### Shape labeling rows

····················

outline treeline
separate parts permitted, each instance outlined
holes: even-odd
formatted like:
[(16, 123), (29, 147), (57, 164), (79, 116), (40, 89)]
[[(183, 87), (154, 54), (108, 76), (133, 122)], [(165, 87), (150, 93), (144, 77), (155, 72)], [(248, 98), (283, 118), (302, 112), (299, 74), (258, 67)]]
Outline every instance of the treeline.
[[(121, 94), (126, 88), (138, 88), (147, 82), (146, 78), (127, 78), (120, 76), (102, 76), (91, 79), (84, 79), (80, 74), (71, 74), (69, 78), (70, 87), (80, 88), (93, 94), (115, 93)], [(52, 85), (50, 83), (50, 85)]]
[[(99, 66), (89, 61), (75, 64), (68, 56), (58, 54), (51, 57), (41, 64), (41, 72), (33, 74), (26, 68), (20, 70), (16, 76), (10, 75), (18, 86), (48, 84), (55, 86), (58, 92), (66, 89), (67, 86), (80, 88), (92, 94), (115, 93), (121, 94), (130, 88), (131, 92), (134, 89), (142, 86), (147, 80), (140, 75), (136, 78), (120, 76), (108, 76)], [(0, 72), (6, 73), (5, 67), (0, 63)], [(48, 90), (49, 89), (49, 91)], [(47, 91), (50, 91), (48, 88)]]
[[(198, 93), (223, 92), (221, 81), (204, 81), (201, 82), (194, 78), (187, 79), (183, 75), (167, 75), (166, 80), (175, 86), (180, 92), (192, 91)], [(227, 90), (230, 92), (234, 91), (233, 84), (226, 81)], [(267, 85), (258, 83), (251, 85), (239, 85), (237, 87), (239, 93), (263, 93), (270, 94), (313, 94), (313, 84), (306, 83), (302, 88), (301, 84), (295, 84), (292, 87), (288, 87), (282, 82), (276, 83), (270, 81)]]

····················

Rewrite every line of the rows above, requests and format samples included, but shift each coordinate in the answers by adding 42 to it. Leave the numbers in the requests and format samples unchanged.

### REPLY TO THE EXERCISE
outline treeline
separate parts permitted, each instance outlined
holes: even-odd
formatted like:
[(16, 123), (29, 147), (57, 164), (79, 116), (40, 89)]
[[(183, 87), (154, 54), (108, 76), (133, 122)], [(165, 87), (150, 93), (144, 77), (155, 72)], [(248, 98), (283, 118), (302, 112), (299, 74), (258, 67)]]
Outline every instance of the treeline.
[[(163, 136), (168, 130), (180, 130), (189, 124), (188, 120), (169, 120), (162, 118), (144, 118), (133, 121), (126, 121), (122, 116), (113, 116), (111, 120), (112, 129), (122, 130), (135, 136), (157, 135)], [(94, 127), (92, 125), (92, 127)]]
[[(141, 108), (131, 103), (117, 106), (110, 98), (100, 96), (93, 99), (83, 106), (83, 114), (75, 116), (68, 110), (62, 112), (58, 118), (52, 117), (60, 128), (90, 126), (97, 128), (100, 134), (108, 131), (109, 128), (122, 130), (134, 136), (157, 135), (163, 136), (172, 130), (173, 134), (176, 131), (184, 128), (189, 122), (182, 117), (178, 120), (162, 118), (150, 118)], [(42, 114), (48, 115), (47, 109), (42, 105)], [(90, 132), (91, 131), (91, 133)], [(89, 133), (92, 133), (90, 130)]]
[[(240, 135), (265, 134), (263, 123), (246, 123), (243, 124), (236, 120), (229, 121), (225, 117), (209, 117), (208, 122), (217, 128), (222, 134), (234, 133)], [(269, 132), (272, 134), (276, 133), (275, 126), (268, 123)], [(309, 127), (300, 125), (293, 127), (281, 127), (279, 129), (281, 135), (305, 135), (312, 136), (355, 136), (355, 126), (348, 125), (344, 130), (343, 126), (337, 126), (334, 129), (330, 129), (324, 124), (318, 125), (312, 123)]]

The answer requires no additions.